Instruction = Rewrite all the entries below, replacing "written this way" with "formatted like this" and leaving everything else unchanged.

Records for this exercise =

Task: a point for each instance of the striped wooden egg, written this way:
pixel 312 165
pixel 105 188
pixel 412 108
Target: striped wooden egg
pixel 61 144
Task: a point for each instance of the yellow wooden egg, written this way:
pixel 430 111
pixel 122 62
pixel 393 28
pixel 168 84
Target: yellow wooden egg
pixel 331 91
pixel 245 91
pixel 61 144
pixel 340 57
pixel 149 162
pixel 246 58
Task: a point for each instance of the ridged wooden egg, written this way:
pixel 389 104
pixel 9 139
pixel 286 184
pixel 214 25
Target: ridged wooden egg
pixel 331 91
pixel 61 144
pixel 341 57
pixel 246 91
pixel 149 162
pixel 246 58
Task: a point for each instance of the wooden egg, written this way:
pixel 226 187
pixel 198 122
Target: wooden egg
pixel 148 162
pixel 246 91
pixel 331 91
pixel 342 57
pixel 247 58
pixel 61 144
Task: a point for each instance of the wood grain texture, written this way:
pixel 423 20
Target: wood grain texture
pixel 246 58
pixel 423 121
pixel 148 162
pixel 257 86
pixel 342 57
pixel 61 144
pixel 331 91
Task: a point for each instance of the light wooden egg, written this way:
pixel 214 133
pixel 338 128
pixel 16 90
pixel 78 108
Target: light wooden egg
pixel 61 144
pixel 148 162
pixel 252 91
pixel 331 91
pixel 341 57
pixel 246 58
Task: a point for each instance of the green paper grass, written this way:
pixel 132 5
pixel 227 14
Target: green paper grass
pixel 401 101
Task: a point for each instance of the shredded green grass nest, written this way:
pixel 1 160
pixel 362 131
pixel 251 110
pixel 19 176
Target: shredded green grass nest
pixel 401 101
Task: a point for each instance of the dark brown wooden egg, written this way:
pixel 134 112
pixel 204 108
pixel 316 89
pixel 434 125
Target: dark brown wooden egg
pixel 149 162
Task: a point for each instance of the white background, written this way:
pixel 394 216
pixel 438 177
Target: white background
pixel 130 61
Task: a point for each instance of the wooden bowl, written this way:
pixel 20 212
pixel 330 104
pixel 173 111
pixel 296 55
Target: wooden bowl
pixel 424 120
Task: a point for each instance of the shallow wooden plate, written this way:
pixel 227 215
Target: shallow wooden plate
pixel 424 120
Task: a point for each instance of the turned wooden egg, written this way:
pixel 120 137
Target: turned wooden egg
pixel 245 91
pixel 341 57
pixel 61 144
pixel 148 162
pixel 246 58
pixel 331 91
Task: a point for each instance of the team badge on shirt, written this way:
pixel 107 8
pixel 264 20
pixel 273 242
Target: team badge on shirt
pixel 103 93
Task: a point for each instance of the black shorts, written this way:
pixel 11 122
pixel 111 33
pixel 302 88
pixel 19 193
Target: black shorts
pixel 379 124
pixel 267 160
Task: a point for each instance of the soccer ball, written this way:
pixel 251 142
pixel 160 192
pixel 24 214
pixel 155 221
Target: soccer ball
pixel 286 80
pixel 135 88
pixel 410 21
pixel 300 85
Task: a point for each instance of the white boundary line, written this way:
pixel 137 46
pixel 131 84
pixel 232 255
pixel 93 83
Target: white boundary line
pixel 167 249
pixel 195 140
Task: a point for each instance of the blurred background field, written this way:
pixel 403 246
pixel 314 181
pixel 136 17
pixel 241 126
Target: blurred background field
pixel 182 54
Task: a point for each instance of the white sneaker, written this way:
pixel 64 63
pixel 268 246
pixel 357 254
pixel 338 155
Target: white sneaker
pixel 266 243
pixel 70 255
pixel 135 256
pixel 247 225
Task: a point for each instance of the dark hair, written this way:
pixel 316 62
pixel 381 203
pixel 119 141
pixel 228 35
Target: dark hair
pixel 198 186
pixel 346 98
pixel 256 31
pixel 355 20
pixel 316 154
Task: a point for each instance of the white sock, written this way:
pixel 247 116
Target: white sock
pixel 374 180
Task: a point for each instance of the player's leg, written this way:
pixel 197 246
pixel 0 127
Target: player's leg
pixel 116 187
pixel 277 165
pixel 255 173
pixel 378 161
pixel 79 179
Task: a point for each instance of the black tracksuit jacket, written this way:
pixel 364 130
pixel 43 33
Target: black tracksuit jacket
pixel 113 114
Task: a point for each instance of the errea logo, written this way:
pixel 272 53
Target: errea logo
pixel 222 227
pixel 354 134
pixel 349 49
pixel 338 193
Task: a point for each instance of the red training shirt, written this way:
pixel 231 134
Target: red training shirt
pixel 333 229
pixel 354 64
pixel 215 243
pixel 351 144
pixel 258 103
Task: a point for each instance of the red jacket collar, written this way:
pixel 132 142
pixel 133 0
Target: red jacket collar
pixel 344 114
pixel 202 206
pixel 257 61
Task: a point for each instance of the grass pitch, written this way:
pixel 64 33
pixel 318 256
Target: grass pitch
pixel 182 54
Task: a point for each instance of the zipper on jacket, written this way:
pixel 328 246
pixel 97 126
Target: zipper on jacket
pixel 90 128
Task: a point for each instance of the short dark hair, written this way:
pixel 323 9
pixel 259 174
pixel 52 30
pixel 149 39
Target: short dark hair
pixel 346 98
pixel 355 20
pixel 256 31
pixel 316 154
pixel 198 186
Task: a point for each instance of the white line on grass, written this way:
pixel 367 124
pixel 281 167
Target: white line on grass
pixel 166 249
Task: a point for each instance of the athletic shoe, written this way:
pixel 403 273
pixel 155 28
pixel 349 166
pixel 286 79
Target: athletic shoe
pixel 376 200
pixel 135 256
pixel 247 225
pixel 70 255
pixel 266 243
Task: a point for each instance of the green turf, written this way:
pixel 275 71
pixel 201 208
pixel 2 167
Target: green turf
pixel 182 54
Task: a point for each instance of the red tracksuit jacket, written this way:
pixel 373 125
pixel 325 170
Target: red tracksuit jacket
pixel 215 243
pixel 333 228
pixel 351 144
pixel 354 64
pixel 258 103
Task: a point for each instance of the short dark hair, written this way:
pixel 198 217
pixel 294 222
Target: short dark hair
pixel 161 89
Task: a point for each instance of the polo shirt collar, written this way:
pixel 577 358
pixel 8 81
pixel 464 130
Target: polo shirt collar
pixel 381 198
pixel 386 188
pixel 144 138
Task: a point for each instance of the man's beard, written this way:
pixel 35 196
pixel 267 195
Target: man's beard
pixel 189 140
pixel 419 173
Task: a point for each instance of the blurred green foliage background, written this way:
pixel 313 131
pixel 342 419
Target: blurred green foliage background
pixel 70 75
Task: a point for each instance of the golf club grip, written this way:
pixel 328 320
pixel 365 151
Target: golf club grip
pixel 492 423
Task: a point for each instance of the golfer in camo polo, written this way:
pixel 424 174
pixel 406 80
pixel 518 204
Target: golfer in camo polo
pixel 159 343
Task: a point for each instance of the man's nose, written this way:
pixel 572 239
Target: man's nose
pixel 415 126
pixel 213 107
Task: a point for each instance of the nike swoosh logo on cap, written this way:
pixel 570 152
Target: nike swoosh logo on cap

Output of the exercise =
Task: a point for each instance of the striped wooden egg, formatted like this:
pixel 312 165
pixel 105 188
pixel 412 108
Target: striped wooden egg
pixel 61 144
Task: a point for each instance of the yellow wooden egg, formatted like this:
pixel 430 111
pixel 122 62
pixel 393 28
pixel 168 84
Target: yellow wooden egg
pixel 331 91
pixel 245 91
pixel 61 144
pixel 340 57
pixel 149 162
pixel 246 58
Task: a point for each instance of the ridged wooden egg, formatted like this:
pixel 389 104
pixel 9 139
pixel 286 184
pixel 214 25
Target: ridged wooden egg
pixel 331 91
pixel 61 144
pixel 341 57
pixel 246 91
pixel 149 162
pixel 246 58
Task: a point for each instance of the wooden egg, formatted like this:
pixel 226 187
pixel 198 122
Target: wooden egg
pixel 148 162
pixel 246 91
pixel 331 91
pixel 342 57
pixel 247 58
pixel 61 144
Task: a point for each instance of the wood grain texture, formatted like this:
pixel 423 20
Target: wood grain texture
pixel 246 58
pixel 423 121
pixel 148 162
pixel 257 86
pixel 342 57
pixel 61 144
pixel 331 91
Task: a point for each instance of the light wooden egg, formatted like this:
pixel 214 133
pixel 338 128
pixel 16 90
pixel 78 108
Target: light wooden egg
pixel 61 144
pixel 148 162
pixel 252 91
pixel 331 91
pixel 341 57
pixel 246 58
Task: a point for each instance of the green paper grass, formatted like this:
pixel 132 5
pixel 227 14
Target: green paper grass
pixel 401 101
Task: a point for each instance of the shredded green grass nest, formatted like this:
pixel 1 160
pixel 362 131
pixel 251 110
pixel 19 176
Target: shredded green grass nest
pixel 401 101
Task: a point for each instance of the dark brown wooden egg, formatted like this:
pixel 134 112
pixel 204 108
pixel 316 89
pixel 434 125
Target: dark brown wooden egg
pixel 149 162
Task: a point for each instance of the white background, formatted like this:
pixel 394 216
pixel 438 177
Target: white background
pixel 130 61
Task: a point for each instance of the wooden bowl, formatted like this:
pixel 20 212
pixel 330 104
pixel 173 111
pixel 296 55
Target: wooden bowl
pixel 424 120
Task: a point for each instance of the shallow wooden plate, formatted like this:
pixel 227 215
Target: shallow wooden plate
pixel 424 120
Task: a point for each instance of the turned wooden egg, formatted like this:
pixel 120 137
Target: turned wooden egg
pixel 245 91
pixel 341 57
pixel 61 144
pixel 148 162
pixel 246 58
pixel 331 91
Task: a point for each instance of the team badge on shirt, formatted like this:
pixel 107 8
pixel 264 20
pixel 273 242
Target: team badge on shirt
pixel 103 93
Task: a point for each instance of the black shorts, formatted like this:
pixel 11 122
pixel 111 33
pixel 302 88
pixel 19 193
Target: black shorts
pixel 379 124
pixel 267 160
Task: a point for each instance of the soccer ball, formatted like this:
pixel 251 142
pixel 160 192
pixel 24 214
pixel 155 221
Target: soccer ball
pixel 286 80
pixel 135 88
pixel 410 21
pixel 300 85
Task: a point for each instance of the white boundary line, formatted like this:
pixel 137 46
pixel 131 84
pixel 232 255
pixel 93 83
Target: white boundary line
pixel 167 249
pixel 195 140
Task: a point for each instance of the blurred background field, formatted like this:
pixel 403 246
pixel 314 181
pixel 136 17
pixel 241 126
Target: blurred background field
pixel 182 54
Task: a point for each instance of the white sneaker, formatted like this:
pixel 64 63
pixel 268 246
pixel 357 254
pixel 338 155
Target: white sneaker
pixel 266 243
pixel 70 255
pixel 135 256
pixel 247 225
Task: a point for each instance of the dark hair, formatted like this:
pixel 316 62
pixel 381 203
pixel 119 141
pixel 228 35
Target: dark hair
pixel 198 186
pixel 346 98
pixel 256 31
pixel 355 20
pixel 316 154
Task: a point for each instance of the white sock, formatted like this:
pixel 247 116
Target: white sock
pixel 374 180
Task: a point for each instance of the player's leg, formatted like this:
pixel 197 246
pixel 0 127
Target: player's leg
pixel 116 187
pixel 277 165
pixel 255 173
pixel 378 161
pixel 79 179
Task: a point for each instance of the black tracksuit jacket, formatted like this:
pixel 364 130
pixel 43 33
Target: black tracksuit jacket
pixel 113 114
Task: a point for each instance of the errea logo, formatted like this:
pixel 272 53
Target: errea logo
pixel 222 227
pixel 354 134
pixel 349 49
pixel 338 193
Task: a point for each instance of the red training shirt, formatted like this:
pixel 231 134
Target: red training shirt
pixel 333 229
pixel 354 64
pixel 215 243
pixel 351 144
pixel 258 103
Task: a point for each instance of the red jacket collar, formatted like this:
pixel 132 142
pixel 133 0
Target: red jacket collar
pixel 344 114
pixel 202 206
pixel 257 61
Task: a point for each instance of the grass pitch, formatted like this:
pixel 64 33
pixel 318 256
Target: grass pitch
pixel 182 54
Task: a point for each instance of the zipper on jacket, formatted like this:
pixel 328 246
pixel 97 126
Target: zipper on jacket
pixel 90 128
Task: a point for each instance of the short dark hair, formatted like this:
pixel 323 9
pixel 259 174
pixel 52 30
pixel 149 39
Target: short dark hair
pixel 346 98
pixel 355 20
pixel 256 31
pixel 316 154
pixel 198 186
Task: a point for each instance of the white line on grass, formatted like this:
pixel 367 124
pixel 281 167
Target: white line on grass
pixel 166 249
Task: a point for each instance of the athletic shoe, formatted like this:
pixel 403 273
pixel 155 28
pixel 349 166
pixel 286 79
Target: athletic shoe
pixel 376 200
pixel 135 256
pixel 247 225
pixel 70 255
pixel 266 243
Task: a point for each instance of the green turf, formatted like this:
pixel 275 71
pixel 201 208
pixel 2 167
Target: green turf
pixel 182 54
Task: a point for each instance of the red tracksuit jacket, formatted like this:
pixel 373 125
pixel 325 170
Target: red tracksuit jacket
pixel 215 243
pixel 333 228
pixel 351 144
pixel 354 64
pixel 258 103
Task: a point for each instance of the short dark hair, formatted like this:
pixel 198 217
pixel 294 222
Target: short dark hair
pixel 161 89
Task: a point for each instance of the polo shirt collar, formatted like this:
pixel 577 358
pixel 8 81
pixel 464 130
Target: polo shirt collar
pixel 381 198
pixel 386 188
pixel 144 138
Task: a point for each instance of the man's beard, formatted like this:
pixel 35 196
pixel 267 195
Target: man's beard
pixel 189 140
pixel 419 173
Task: a point for each instance of the blurred green foliage background, formatted like this:
pixel 313 131
pixel 342 419
Target: blurred green foliage background
pixel 70 75
Task: a point for each instance of the golf club grip, formatted like this:
pixel 328 320
pixel 365 151
Target: golf club grip
pixel 492 423
Task: a point for each instance of the golfer in camo polo, formatted like this:
pixel 424 174
pixel 406 80
pixel 518 204
Target: golfer in camo polo
pixel 159 343
Task: a point for each instance of the man's nose, formatted like this:
pixel 572 239
Target: man's nose
pixel 415 126
pixel 213 107
Task: a point for each instance of the nike swoosh logo on cap, formatted like this:
pixel 570 152
Target: nike swoosh logo on cap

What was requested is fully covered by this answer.